__How to complete this task__: Take each line of the records below that contains the string "hair" and copy it.

[Phrase grounding data]
-- Opening Marker --

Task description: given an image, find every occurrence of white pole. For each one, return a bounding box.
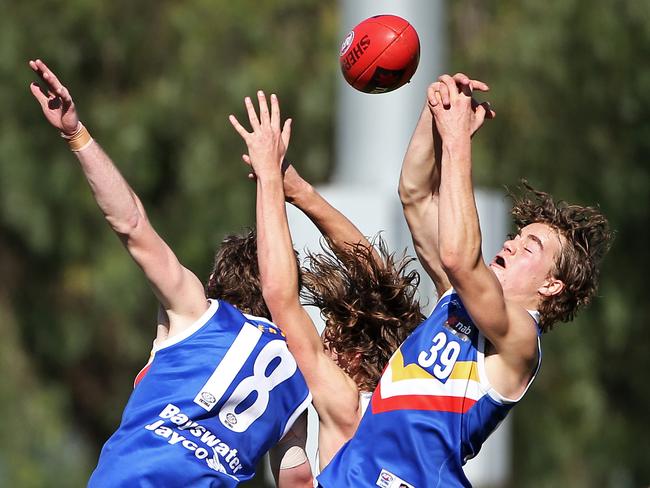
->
[284,1,512,485]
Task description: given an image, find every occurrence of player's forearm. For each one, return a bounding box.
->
[256,172,301,307]
[438,136,483,274]
[75,138,206,318]
[291,185,371,253]
[282,163,373,259]
[398,105,438,206]
[404,204,451,296]
[400,105,450,291]
[74,139,144,236]
[256,173,324,355]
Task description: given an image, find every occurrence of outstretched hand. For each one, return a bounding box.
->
[29,59,80,135]
[229,91,291,180]
[427,72,495,137]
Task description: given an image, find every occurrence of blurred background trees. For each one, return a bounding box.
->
[1,2,337,485]
[0,0,647,486]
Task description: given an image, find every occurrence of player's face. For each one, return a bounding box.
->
[489,222,565,304]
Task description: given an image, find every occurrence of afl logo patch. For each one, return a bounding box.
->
[376,468,414,488]
[340,31,355,56]
[200,391,216,405]
[224,413,238,428]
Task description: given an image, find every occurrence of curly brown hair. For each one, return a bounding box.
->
[301,236,424,392]
[509,183,613,333]
[205,229,301,320]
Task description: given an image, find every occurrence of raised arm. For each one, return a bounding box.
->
[243,154,379,264]
[29,59,206,334]
[229,92,360,460]
[399,75,492,297]
[399,99,450,296]
[432,74,535,364]
[281,164,382,262]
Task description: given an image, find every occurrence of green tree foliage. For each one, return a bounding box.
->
[450,1,649,486]
[0,1,336,485]
[2,0,647,486]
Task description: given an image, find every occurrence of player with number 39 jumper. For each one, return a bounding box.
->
[319,73,612,487]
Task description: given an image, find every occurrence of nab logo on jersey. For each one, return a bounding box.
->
[444,314,473,342]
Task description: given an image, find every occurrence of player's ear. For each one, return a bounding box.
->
[538,277,564,297]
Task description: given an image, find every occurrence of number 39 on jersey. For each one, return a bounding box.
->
[417,331,461,381]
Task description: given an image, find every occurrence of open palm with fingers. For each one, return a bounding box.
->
[29,59,79,135]
[229,91,291,179]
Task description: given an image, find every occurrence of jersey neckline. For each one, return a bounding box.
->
[152,299,220,352]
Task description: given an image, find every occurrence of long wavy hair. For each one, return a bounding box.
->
[301,236,424,392]
[205,229,301,320]
[509,183,613,333]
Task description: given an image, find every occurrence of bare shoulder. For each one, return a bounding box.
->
[484,302,540,399]
[165,295,212,339]
[507,301,538,338]
[497,301,538,372]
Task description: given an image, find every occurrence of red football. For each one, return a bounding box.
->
[339,14,420,94]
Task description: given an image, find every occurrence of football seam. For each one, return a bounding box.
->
[370,17,409,35]
[352,23,413,87]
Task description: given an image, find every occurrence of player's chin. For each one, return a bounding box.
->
[488,262,504,278]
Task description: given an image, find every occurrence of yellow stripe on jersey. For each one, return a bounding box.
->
[390,350,434,381]
[390,349,479,383]
[448,360,479,382]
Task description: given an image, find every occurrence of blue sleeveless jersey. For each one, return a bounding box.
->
[318,289,540,488]
[88,299,311,487]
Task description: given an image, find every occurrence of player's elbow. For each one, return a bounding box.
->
[106,207,146,237]
[105,191,149,237]
[398,179,421,207]
[399,181,436,217]
[276,455,313,488]
[439,248,461,275]
[262,280,296,313]
[439,244,480,276]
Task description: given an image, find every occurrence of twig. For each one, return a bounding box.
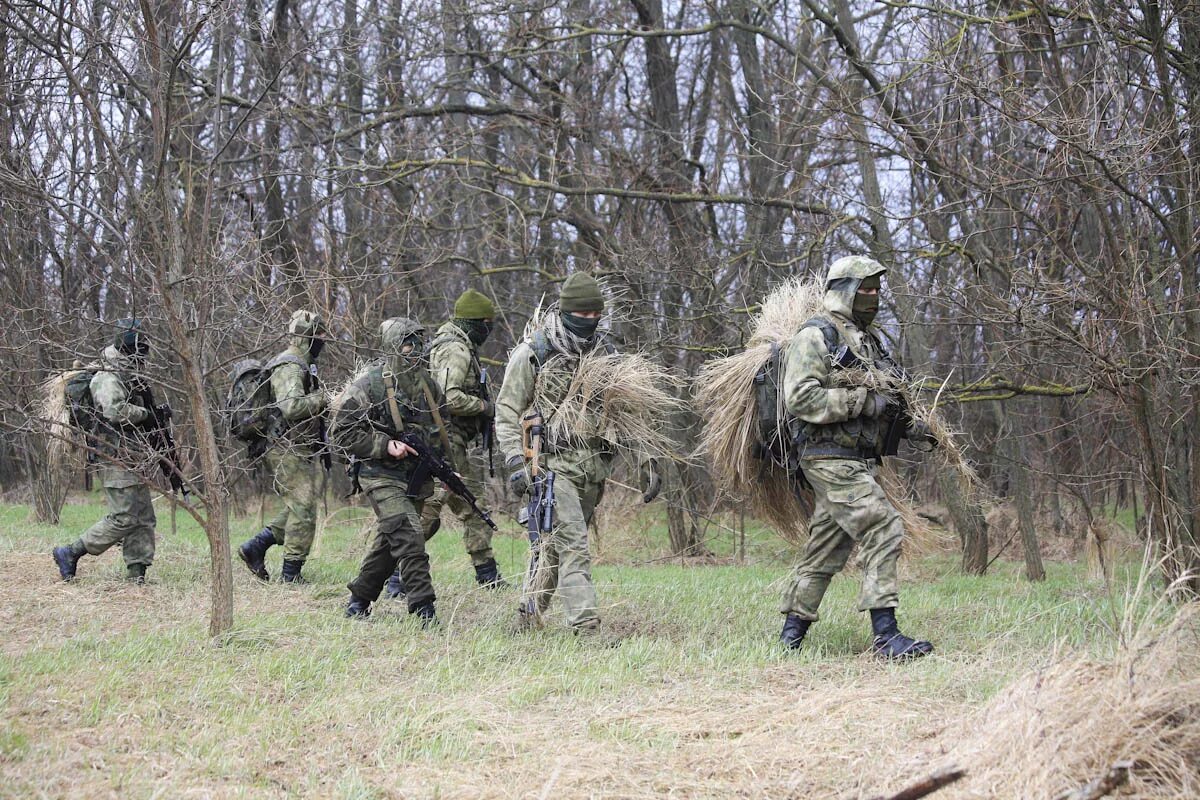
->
[870,766,966,800]
[1054,760,1136,800]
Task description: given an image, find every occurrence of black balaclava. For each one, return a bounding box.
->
[852,274,882,328]
[457,318,493,347]
[561,313,600,341]
[309,337,326,360]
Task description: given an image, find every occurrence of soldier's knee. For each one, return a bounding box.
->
[108,512,138,532]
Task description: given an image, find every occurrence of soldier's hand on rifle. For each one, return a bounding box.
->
[388,440,418,459]
[907,420,938,449]
[860,392,891,418]
[155,403,173,421]
[479,400,496,419]
[641,461,662,504]
[506,454,529,497]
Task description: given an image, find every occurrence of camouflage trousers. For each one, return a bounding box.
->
[779,458,903,621]
[264,448,320,562]
[521,473,603,629]
[419,435,494,566]
[347,475,433,612]
[80,473,156,568]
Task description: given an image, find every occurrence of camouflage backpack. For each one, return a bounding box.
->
[751,319,840,468]
[225,355,308,458]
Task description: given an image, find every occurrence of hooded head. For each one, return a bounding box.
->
[110,318,148,370]
[380,316,426,374]
[288,309,327,361]
[453,289,496,346]
[558,272,605,341]
[823,255,887,328]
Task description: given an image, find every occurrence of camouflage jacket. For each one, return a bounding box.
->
[329,361,450,492]
[90,346,154,485]
[429,321,488,441]
[268,344,326,451]
[495,326,615,489]
[783,288,899,459]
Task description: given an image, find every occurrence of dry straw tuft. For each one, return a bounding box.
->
[695,277,825,542]
[539,350,686,461]
[901,606,1200,799]
[41,369,86,477]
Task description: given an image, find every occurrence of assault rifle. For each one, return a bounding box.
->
[135,386,189,498]
[830,341,912,461]
[517,410,555,617]
[397,432,497,531]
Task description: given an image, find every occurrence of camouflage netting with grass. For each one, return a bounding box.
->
[695,275,975,548]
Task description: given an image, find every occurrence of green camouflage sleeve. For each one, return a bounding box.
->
[91,371,150,427]
[495,342,536,463]
[272,361,326,423]
[432,340,486,417]
[329,378,390,461]
[783,327,862,425]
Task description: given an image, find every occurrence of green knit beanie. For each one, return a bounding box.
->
[559,273,604,313]
[453,289,496,319]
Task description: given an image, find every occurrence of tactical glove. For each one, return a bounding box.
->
[860,392,891,418]
[154,403,173,421]
[506,455,529,497]
[641,462,662,504]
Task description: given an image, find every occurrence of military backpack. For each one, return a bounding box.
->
[64,369,101,433]
[225,355,309,458]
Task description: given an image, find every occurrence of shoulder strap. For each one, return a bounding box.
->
[418,376,453,453]
[381,370,406,434]
[800,317,840,355]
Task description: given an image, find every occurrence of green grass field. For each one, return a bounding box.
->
[0,493,1177,799]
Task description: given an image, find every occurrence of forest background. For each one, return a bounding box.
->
[1,0,1198,632]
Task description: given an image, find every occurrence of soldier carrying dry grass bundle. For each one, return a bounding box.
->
[495,272,681,637]
[700,256,939,660]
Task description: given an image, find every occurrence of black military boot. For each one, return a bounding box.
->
[345,594,371,619]
[280,559,307,585]
[126,564,148,585]
[780,614,811,651]
[410,600,438,629]
[52,540,87,581]
[386,569,406,599]
[237,528,275,582]
[474,558,509,589]
[870,607,934,660]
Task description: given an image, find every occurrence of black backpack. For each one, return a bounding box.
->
[64,369,100,433]
[751,319,840,468]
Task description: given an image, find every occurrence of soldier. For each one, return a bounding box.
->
[495,273,660,635]
[236,309,329,584]
[778,255,935,659]
[335,317,450,626]
[385,289,507,599]
[52,320,165,584]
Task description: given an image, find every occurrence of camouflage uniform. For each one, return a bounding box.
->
[777,256,933,658]
[334,318,450,622]
[237,310,328,583]
[53,332,158,582]
[496,273,626,632]
[420,319,497,569]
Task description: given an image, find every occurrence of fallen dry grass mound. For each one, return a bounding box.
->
[904,608,1200,799]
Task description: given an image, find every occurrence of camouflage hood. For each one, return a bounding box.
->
[287,309,325,361]
[822,255,886,324]
[380,316,426,374]
[101,344,137,374]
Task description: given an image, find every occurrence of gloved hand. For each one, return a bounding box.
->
[506,455,529,497]
[859,392,891,418]
[479,400,495,419]
[154,403,173,421]
[907,419,938,448]
[641,461,662,504]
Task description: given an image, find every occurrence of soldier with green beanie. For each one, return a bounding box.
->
[334,317,450,626]
[495,272,661,635]
[53,320,163,584]
[777,255,935,659]
[236,309,329,584]
[385,288,507,600]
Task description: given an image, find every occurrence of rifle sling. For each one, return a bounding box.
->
[382,371,406,435]
[420,377,453,454]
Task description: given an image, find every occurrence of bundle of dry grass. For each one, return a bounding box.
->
[903,607,1200,799]
[695,277,825,542]
[539,350,685,461]
[41,369,86,477]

-- Closing Marker --

__Reply to the exercise__:
Task description: given an image, find every occurrence of curly brown hair. For each one, return a bounding box.
Task description: given an image, find every occurrence of long wavy hair. For each one, return a bounding box.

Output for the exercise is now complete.